▸ EXCERPTED RECORDS:
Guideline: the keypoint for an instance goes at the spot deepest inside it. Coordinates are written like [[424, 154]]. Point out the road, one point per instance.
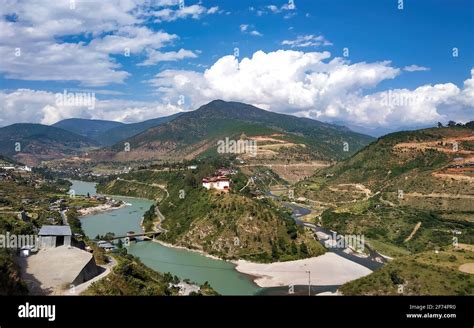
[[372, 262]]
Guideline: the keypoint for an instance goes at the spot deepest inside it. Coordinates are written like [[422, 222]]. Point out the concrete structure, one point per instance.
[[219, 183], [54, 236]]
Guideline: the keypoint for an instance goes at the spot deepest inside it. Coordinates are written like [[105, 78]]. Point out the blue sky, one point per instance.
[[409, 51]]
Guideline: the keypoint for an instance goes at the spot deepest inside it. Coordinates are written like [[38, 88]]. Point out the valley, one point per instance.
[[263, 196]]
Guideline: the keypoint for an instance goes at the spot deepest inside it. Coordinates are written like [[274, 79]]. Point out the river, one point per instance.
[[185, 264]]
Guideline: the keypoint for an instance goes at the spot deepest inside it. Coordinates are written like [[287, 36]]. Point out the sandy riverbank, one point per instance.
[[327, 269]]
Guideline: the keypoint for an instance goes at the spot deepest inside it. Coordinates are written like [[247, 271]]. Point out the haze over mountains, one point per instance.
[[183, 135]]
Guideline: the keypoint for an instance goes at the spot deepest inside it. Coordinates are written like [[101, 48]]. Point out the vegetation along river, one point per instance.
[[180, 262]]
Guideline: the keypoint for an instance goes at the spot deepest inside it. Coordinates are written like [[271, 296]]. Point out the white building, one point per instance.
[[219, 183]]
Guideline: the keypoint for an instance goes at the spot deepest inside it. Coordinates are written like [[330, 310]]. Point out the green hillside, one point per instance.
[[197, 132], [125, 131], [88, 128], [427, 273]]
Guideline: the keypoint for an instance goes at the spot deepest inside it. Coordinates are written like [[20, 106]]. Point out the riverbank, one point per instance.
[[326, 269]]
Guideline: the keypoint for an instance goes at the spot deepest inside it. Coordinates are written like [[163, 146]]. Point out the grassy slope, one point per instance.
[[213, 221]]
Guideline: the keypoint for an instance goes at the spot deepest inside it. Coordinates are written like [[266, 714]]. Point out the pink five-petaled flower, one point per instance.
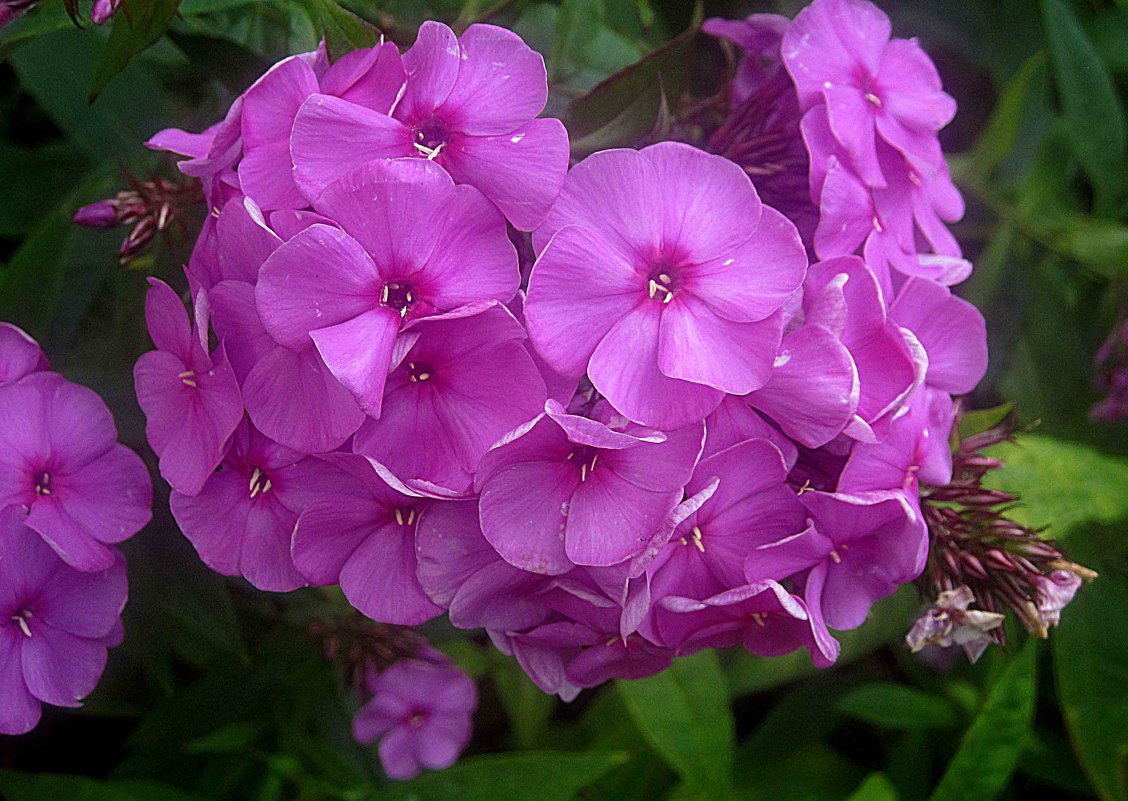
[[19, 354], [464, 380], [421, 710], [582, 491], [839, 53], [424, 246], [190, 397], [243, 519], [60, 458], [469, 106], [55, 624], [368, 545], [662, 275], [370, 78]]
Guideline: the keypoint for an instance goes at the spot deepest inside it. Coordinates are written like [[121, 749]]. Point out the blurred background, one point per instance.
[[221, 692]]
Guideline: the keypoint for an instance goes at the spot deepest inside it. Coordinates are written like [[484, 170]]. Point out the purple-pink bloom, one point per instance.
[[60, 458], [421, 711], [839, 53], [19, 354], [370, 78], [870, 543], [243, 519], [588, 491], [469, 106], [191, 397], [461, 381], [58, 623], [428, 246], [362, 537], [683, 302]]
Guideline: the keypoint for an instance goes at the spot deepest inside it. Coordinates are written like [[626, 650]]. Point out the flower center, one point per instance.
[[430, 138], [585, 457], [405, 516], [260, 483], [397, 296], [662, 282], [417, 371], [20, 619]]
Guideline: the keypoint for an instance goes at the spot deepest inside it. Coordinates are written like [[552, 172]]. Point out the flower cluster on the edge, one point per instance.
[[69, 493], [669, 432]]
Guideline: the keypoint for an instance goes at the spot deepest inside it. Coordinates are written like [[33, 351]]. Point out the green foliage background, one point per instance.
[[219, 693]]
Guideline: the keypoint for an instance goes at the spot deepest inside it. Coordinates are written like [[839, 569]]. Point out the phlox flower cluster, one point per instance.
[[697, 417], [69, 494]]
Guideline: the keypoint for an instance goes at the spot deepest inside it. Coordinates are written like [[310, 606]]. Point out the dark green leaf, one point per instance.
[[875, 788], [1091, 661], [684, 713], [984, 419], [1092, 108], [627, 107], [344, 31], [896, 706], [532, 776], [137, 25], [1062, 483], [990, 748], [44, 786]]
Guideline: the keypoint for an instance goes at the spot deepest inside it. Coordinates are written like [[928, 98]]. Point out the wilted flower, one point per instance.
[[421, 711], [684, 304], [950, 622], [60, 459]]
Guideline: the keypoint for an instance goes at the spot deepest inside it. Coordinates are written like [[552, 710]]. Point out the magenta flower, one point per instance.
[[19, 354], [426, 247], [871, 543], [370, 78], [190, 397], [60, 458], [58, 623], [464, 381], [839, 53], [469, 106], [421, 711], [583, 491], [843, 296], [683, 304], [241, 520], [368, 544]]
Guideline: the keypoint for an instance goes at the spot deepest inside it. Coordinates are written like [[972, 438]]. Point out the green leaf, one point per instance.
[[26, 786], [628, 106], [1092, 108], [1062, 483], [875, 788], [990, 748], [529, 709], [137, 25], [896, 706], [984, 419], [1091, 661], [344, 31], [1002, 129], [31, 282], [531, 776], [685, 715]]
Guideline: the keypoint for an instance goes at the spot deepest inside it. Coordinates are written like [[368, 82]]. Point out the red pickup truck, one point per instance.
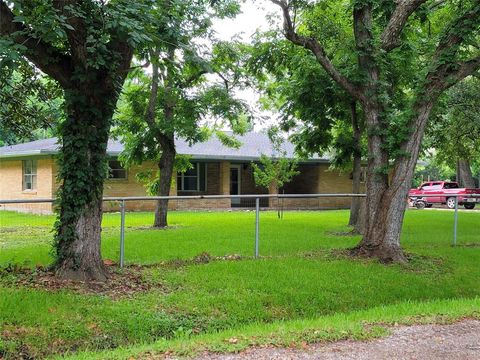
[[439, 192]]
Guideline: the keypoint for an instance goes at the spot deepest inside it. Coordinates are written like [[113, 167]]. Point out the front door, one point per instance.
[[235, 183]]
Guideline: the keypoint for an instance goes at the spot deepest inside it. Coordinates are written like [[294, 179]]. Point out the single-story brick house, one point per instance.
[[28, 171]]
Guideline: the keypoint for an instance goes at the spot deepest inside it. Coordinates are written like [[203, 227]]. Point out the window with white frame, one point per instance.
[[194, 179], [29, 175], [116, 171]]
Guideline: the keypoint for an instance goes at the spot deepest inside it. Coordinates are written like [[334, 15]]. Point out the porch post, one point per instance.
[[224, 184], [272, 190], [224, 178], [172, 204]]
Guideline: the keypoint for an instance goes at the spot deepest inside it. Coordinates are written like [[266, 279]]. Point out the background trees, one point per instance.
[[320, 116], [407, 54], [455, 131], [178, 98]]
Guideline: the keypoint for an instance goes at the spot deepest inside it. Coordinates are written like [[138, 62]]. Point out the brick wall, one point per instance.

▸ THE REQUEST:
Copy the items above word for word, from the line with "five-petaled flower, one point per instance." to the line with "371], [20, 619]]", and leave out the pictures.

▸ RESULT OF THIS TASK:
Guideline: the keypoint for an instance goes at the spot deepest inside it. Coordinates are written like [[266, 714]]. Point out the pink five-petaled flower, one point per instance.
[[19, 354], [464, 380], [421, 710], [582, 491], [839, 53], [424, 246], [190, 397], [243, 519], [60, 458], [469, 106], [55, 624], [368, 545], [662, 275], [370, 78]]
Guideline: the keypoint for an instance goes at the spot deepest inside it. Coordinates are written like [[121, 749]]. Point out the blurred background, one point per instance.
[[221, 692]]
Guideline: the keypoint for an instance goes at the spot deepest inside it. Coordinates are written like [[484, 170]]. Point out the purple-pink bloom, one point per instance.
[[60, 458], [421, 711], [839, 53], [19, 354], [370, 78], [870, 543], [243, 519], [588, 491], [469, 106], [191, 397], [461, 381], [58, 623], [428, 246], [362, 537], [683, 302]]
Guideline: the keypoint for an instance goes at the spot deepest inside it. Coordinates are written like [[626, 650]]. Point out the flower center, one point per instance.
[[430, 138], [585, 457], [405, 516], [260, 483], [397, 296], [662, 282], [417, 371], [20, 619]]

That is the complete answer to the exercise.